## EXERCISES
#1 Print the part of the Harold Amenyah biography below that begins with the words containing "Amenyah moved on" and ends with "actress Naa Ashorkor.", copying it word for word.
#2 Carry on writing the Harold Amenyah biography below, starting right after its last sentence.

[Start TEXT EXCERPT]

Harold Amenyah (born 22 September 1989) is a Ghanaian
actor, TV personality, fashion icon, host and businessman who has
worked as a brand influencer for popular brands including
telecommunication giant Tigo.

Education 
Amenyah was born at Osu in Accra, Ghana, he
schooled at Mfantsipim School for his secondary education, he then
moved on to University of Ghana where he studied and earned a
bachelor's degree in Economics and Mathematics.

Career 
He made his acting debut starring in a 2012 TV series "
Xoxo".

Amenyah moved on to feature in several Ghanaian movies and series both Akan and English such as Xoxo, 4play Reloaded, Honour my tears, A
Sting in a Tale, Wedding Night, Every Woman Has A Story, Sadia and Eden. Amenyah became a household name after his commercial for
Telecommunication company, Tigo debuted " Drop that Yam" which also featured Ghanaian actress Naa Ashorkor.

In 2019, through the Ministry of Tourism, Arts and Culture and a Barbados movie
production company, Amenyah and other Ghanaian actors were selected to star in a Year of return 2019 movie
titled "Joseph".

[End TEXT EXCERPT]
[Start DATA EXTRACT]

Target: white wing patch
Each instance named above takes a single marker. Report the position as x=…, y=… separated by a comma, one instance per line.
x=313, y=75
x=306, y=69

[End DATA EXTRACT]

## OUTPUTS IN ORDER
#1
Amenyah moved on to feature in several Ghanaian movies and series both Akan and English such as Xoxo, 4play Reloaded, Honour my tears, A
Sting in a Tale, Wedding Night, Every Woman Has A Story, Sadia and Eden. Amenyah became a household name after his commercial for
Telecommunication company, Tigo debuted " Drop that Yam" which also featured Ghanaian actress Naa Ashorkor.

#2
He played the character Nii.

Selected filmography

Films
A Sting in a Tale (2009)
4play Reloaded (2010)
Honour my tears (2015)
Every Woman Has A Story (2015)
Wedding night (2016)
Joseph (2019)

Television 
 2012, Xoxo (Ghanaian TV series)
 2017, Sadia (Ghanaian TV series)
 2020, Eden (Ghanaian TV series)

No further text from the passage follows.